#### TEXT FOR ANALYSIS
━━━━━━━━
Antimicrobial Susceptibility Testing was performed according to Clinical and Laboratory Standard Institute guidelines (CLSI) guidelines 2013 using Kirby-Bauer disk diffusion method [14]. Direct colony suspension in sterile saline, equivalent to 0.5 McFarland standard was done and inoculated on Muller-Hinton agar (MHA) (Oxoid Ltd., Basingstoke, Hampshire, England) with 5% sheep’s blood using a sterile cotton swab. An antibiotic disk (Oxoid Ltd., Basingstoke, Hampshire, England) was placed on the agar with clindamycin and erythromycin disks placed 16 mm from each other in order to detect inducible resistance to clindamycin (D-zone test) and incubated at 35–37 °C with 5% CO2 atmosphere for 18–24 h. The zone of growth inhibition was measured using the Oxoid ruler (Oxoid Ltd., Basingstoke, Hampshire, England) and Linex ruler (Linex 116, Denmark). The antibiotics used were penicillin (P) (10 μg), ampicillin (AMP) (10 μg), erythromycin (E) (15 μg), clindamycin (DA) (2 μg), vancomycin (30 μg), cefotaxime (CTX) (30 μg), chloramphenicol(C) (30 μg) and tetracycline (TE) (30 μg). The result was interpreted according to CLSI guidelines 2013 as susceptible, intermediate or resistant [14].
━━━━━━━━
#### MATERIAL PROVIDED

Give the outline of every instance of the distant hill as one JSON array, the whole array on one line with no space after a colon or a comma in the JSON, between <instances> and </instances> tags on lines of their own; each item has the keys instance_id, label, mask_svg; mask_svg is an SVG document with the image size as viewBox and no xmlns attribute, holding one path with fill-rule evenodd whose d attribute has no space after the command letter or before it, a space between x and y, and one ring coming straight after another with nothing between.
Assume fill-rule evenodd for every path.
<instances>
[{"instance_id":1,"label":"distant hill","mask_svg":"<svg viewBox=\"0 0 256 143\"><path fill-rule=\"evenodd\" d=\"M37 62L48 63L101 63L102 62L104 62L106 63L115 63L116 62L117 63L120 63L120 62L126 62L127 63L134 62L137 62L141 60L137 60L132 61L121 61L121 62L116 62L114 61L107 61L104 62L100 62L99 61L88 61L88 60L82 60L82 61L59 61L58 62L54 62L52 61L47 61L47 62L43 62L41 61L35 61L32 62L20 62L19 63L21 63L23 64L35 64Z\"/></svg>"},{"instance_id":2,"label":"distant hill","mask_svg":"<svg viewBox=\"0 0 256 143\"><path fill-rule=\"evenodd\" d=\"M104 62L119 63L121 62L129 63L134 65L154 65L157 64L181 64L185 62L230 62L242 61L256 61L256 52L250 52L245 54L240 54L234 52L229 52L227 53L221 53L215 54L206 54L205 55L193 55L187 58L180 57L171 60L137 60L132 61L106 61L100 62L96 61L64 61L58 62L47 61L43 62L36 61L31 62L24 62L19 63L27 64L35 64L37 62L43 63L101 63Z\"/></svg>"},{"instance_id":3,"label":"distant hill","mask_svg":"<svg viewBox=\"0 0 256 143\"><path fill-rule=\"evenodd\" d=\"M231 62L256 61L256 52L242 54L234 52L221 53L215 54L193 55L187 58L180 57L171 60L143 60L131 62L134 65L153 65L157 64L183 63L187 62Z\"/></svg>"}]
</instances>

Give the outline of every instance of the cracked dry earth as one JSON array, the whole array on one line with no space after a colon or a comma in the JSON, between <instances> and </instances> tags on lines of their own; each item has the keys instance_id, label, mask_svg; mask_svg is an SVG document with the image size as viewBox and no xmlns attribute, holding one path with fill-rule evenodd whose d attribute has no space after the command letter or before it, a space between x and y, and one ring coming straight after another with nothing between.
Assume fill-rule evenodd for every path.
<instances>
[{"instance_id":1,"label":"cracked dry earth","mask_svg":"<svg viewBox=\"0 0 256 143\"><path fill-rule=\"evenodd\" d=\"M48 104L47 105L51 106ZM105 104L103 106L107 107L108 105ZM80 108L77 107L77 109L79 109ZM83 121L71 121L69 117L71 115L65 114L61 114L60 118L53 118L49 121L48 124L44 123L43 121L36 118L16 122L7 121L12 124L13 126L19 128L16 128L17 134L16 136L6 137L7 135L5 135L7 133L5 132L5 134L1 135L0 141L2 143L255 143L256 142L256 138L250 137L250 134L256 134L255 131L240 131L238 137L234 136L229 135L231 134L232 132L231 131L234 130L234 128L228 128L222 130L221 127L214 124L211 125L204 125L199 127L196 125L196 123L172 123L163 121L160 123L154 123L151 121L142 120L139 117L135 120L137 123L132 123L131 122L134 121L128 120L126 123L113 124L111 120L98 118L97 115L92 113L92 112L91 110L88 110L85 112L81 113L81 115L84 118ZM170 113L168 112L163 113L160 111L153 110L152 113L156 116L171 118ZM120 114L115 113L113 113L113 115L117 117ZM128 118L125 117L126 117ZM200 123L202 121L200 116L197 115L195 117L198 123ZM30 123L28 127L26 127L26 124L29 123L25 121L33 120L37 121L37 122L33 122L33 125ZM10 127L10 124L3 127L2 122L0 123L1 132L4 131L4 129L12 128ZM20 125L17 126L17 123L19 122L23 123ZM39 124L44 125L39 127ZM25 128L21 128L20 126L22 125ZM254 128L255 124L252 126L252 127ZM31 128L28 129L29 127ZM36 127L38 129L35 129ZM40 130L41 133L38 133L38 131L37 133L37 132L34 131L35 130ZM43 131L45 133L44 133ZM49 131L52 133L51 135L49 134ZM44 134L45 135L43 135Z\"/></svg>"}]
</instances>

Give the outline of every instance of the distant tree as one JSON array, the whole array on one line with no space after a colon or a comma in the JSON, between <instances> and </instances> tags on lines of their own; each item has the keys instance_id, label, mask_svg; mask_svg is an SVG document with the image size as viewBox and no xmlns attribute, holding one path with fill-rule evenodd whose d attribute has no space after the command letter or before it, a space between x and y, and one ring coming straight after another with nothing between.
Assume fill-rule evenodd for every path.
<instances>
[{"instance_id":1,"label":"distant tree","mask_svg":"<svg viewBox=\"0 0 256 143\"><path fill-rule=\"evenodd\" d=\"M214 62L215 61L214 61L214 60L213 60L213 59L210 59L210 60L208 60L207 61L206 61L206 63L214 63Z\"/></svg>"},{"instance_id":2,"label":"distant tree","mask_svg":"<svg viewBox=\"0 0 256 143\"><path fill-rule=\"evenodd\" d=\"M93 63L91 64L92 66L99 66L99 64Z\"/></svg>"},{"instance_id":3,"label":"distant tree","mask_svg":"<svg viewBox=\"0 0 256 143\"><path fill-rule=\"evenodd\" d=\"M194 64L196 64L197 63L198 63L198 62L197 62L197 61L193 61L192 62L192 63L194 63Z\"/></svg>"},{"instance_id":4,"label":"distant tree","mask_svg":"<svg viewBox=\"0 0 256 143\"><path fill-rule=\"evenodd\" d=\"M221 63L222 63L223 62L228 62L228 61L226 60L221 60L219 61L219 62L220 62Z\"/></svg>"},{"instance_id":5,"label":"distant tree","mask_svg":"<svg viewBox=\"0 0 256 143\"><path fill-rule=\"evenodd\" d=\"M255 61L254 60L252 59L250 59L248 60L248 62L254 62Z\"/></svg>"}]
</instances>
━━━━━━━━
#### TASK INSTRUCTIONS
Extend the passage on antimicrobial susceptibility testing beyond its final sentence. The records were drawn from a source separate from the text.

#### EXPECTED ANSWER
Quality control

The sterility of culture media was checked by incubating overnight at 35–37 °C without specimen inoculation. Enterococcus faecalis (ATCC 29212), S. agalactiae (ATCC 27956), S. pyogenes (ATCC 19615), S. aureus (ATCC 25923) and E. coli (ATCC 25922) strains were used as a quality control organisms for culture and antimicrobial susceptibility testing.

Data analysis

Data were coded, entered, cleaned and analyzed by using SPSS version 20.0 software. Frequency distribution, percentage, tables, and charts were used to present results. Explanatory variables were individually cross-tabulated with the outcome variable and statistical significance assessed using chi-square and logistic regression model. A p-value less than 0.05 was considered statistically significant.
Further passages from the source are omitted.